» Data shown
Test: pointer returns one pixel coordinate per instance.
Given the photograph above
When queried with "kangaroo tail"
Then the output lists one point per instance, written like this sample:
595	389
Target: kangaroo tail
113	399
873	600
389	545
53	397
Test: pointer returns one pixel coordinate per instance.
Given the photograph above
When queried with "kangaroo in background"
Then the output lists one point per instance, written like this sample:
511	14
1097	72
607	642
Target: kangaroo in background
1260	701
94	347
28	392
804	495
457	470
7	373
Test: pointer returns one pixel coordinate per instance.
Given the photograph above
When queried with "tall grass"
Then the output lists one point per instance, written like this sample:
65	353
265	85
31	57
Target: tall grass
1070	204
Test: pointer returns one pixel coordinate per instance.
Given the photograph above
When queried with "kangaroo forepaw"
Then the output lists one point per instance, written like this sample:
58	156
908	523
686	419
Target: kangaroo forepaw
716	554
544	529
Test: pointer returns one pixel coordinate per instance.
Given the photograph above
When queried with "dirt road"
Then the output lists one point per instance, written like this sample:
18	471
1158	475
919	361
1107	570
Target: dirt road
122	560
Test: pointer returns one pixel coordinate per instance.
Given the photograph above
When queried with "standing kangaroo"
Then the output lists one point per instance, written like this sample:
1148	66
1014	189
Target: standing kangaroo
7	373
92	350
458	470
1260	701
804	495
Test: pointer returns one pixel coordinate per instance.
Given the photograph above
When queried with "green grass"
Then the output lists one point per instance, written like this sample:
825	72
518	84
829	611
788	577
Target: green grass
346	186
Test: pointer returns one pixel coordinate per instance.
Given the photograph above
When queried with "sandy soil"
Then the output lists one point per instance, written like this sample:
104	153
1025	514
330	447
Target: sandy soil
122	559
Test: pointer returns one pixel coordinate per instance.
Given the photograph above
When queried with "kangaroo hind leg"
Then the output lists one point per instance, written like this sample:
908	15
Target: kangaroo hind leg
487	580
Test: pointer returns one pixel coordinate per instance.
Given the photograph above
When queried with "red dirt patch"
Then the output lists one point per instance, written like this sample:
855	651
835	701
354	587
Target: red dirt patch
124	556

» Set task
Extract each line of the material exactly as it stands.

» Expected answer
Test: pointer returns one pixel coordinate per instance.
Given the photograph above
When queried with "kangaroo tail"
Then the output lists one point per instance, written like this sample:
595	389
Target: kangaroo tail
113	399
873	600
389	545
53	397
Test: pointer returns one pixel coordinate per instance.
Given the photograph above
When queried with "kangaroo in background"
Then the output lists one point per instance, written like this sample:
511	14
1097	72
607	642
Target: kangaroo in background
1260	701
94	347
28	392
804	495
457	470
7	373
Test: pointer returns one pixel coordinate per instance.
Given the photograph above
When queried with "tall grass"
Then the output lists one point per instance, written like this sample:
65	353
265	85
31	57
Target: tall grass
1070	204
Test: pointer returns one pixel coordinate per instance.
Given the photograph above
When queried with "kangaroo forepaw"
Then the output lists one point per instance, written like this sample:
58	156
908	523
686	419
Target: kangaroo forepaw
716	554
544	529
Test: pointer returns one pixel coordinate per instance.
Given the photograph above
When queried with "dirt road"
Then the output lists one point per instance, written like this sample:
18	471
1158	475
919	361
1107	570
Target: dirt road
122	560
Test: pointer returns one pixel coordinate per instance.
Given the photograph above
When queried with "standing kangaroo"
Then the output lists one point per instance, written like this sample:
1148	66
1014	189
Target: standing kangaroo
7	373
92	350
458	470
1260	701
804	495
Test: pointer returns one pixel coordinate per instance.
Given the photograph above
When queried with "green grass"
Then the output lists one point per instance, written like this sample:
825	72
518	84
829	611
788	577
Target: green grass
346	186
Test: pointer returns one pixel coordinate per instance.
Given the photograph above
When queried with "sandy soil"
Then the output lists one point per instance, written like this sample:
104	153
1025	514
330	447
Target: sandy soil
122	559
Test: pointer returns one pixel coordinate per instance.
Given the photograph above
When queried with "kangaroo hind leg"
Then the output lists one point per instance, written like this sample:
908	15
Target: kangaroo hind leg
487	580
Test: pointer returns one pixel coordinate per instance.
Given the photograph above
When queried with "red dirt patch"
Then the output lists one point per instance, written like this sample:
855	651
835	701
354	587
Target: red dirt patch
124	556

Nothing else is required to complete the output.